(Given passage begins)
In her dissertation, Lisa Stuckey critically examines the connection between contemporary art and jurisdiction. The point of departure is the “Investigative Aesthetics” (MACBA 2017) of the London-based research agency Forensic Architecture, which examines current ecological crises and crimes against humanity and brings them into the exhibition and courtroom. A comprehensive art- and cultural-theoretical analysis of these aesthetics of inquiry draws attention to the changed role of museums and courts and makes visible a transformed use of the media: changing from the “artist as ethnographer” (Foster 1995) and the “artist-as-analyst” (Carson 2007) to the “artist-as-detective,” artists use forensic and espionage techniques. The processual products (created in modeling, architectural simulation, cinematic montage, video analysis, spatial installation, and cartographic cross-examination) are pieces of evidence distributed in both legal and exhibition-related contexts. Nevertheless, the agency makes no claim to art; the reference system is the law and its media conditions. This self-conception is subjected to a “‘symptomatic’ reading” (Althusser 1972). 

This dissertation — in which terminological reflection such as work-, exhibition- and discourse-analyses are mapped chronotopically — is structured in three perspectives: part I examines the institutional and infrastructural conditions of the investigative practice from the perspective of art and legal criticism. Since this is closely related to the media use, part II addresses (media-)reflexive procedures and the shifts in meaning that emanate from them. Part III presents figurations, which are organized around modes of detection and spying, in order to determine finally which registers (affect, corporeality, ego-speech) are left out of the investigations. In addition, a comparative montage of case studies and stratagems of Forensic Architecture with two artistic positions, the filmmaker Constanze Ruhm and the poet M. NourbeSe Philip, are undertaken in selective excursus.

The central question of this study is why aesthetic and poetic procedures have been entrusted with the radical questioning of social justice in the sense of “response-ability” (Haraway 2008). The interconnectedness of art and law in the mode of criminalistic research is discussed within the framework of the media-philosophical writings on court and tribunal by Cornelia Vismann, the art-philosophical texts on installation and aestheticization by Juliane Rebentisch, the aesthetic concepts of Gilbert Simondon on “transductivity” and “aesthetic intention,” as well as in conceptual differentiations of evidence, leak, media ecology, simulation, sophism, and effectiveness. 

Whereas the law became a “model for knowledge systems” in the 18th century (Vismann/Weitin 2006), today’s literal putting-to-trial of law and justice is connected to a new dimension of disclosure, which follows on from the institutional critique of the 1990s and leads to a functional change in art, for which Lisa Stuckey develops the figure “Law on Trial”.
(Given passage ends)
Exercises
(A) In the dissertation summary, what figure does Lisa Stuckey develop for the functional change in art?
(B) Restate the dissertation summary starting at "This dissertation — in which" and ending at "in selective excursus.", renaming "filmmaker" as "director".
(Data begins)
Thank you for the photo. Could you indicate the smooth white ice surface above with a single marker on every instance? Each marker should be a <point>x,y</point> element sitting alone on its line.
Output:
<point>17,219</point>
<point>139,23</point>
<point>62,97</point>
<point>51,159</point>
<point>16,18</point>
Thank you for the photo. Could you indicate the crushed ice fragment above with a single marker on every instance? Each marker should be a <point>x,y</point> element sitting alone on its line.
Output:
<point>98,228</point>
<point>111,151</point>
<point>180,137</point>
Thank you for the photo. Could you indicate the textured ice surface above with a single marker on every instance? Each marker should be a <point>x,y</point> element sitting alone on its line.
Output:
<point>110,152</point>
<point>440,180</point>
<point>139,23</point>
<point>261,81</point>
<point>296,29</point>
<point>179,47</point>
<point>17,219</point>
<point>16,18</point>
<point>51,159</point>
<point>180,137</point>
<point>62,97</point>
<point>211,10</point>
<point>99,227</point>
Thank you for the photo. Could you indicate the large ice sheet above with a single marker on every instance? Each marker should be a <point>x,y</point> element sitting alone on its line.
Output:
(Data ends)
Per-task outputs
(A) She develops the figure "Law on Trial."

(B)
This dissertation — in which terminological reflection such as work-, exhibition- and discourse-analyses are mapped chronotopically — is structured in three perspectives: part I examines the institutional and infrastructural conditions of the investigative practice from the perspective of art and legal criticism. Since this is closely related to the media use, part II addresses (media-)reflexive procedures and the shifts in meaning that emanate from them. Part III presents figurations, which are organized around modes of detection and spying, in order to determine finally which registers (affect, corporeality, ego-speech) are left out of the investigations. In addition, a comparative montage of case studies and stratagems of Forensic Architecture with two artistic positions, the director Constanze Ruhm and the poet M. NourbeSe Philip, are undertaken in selective excursus.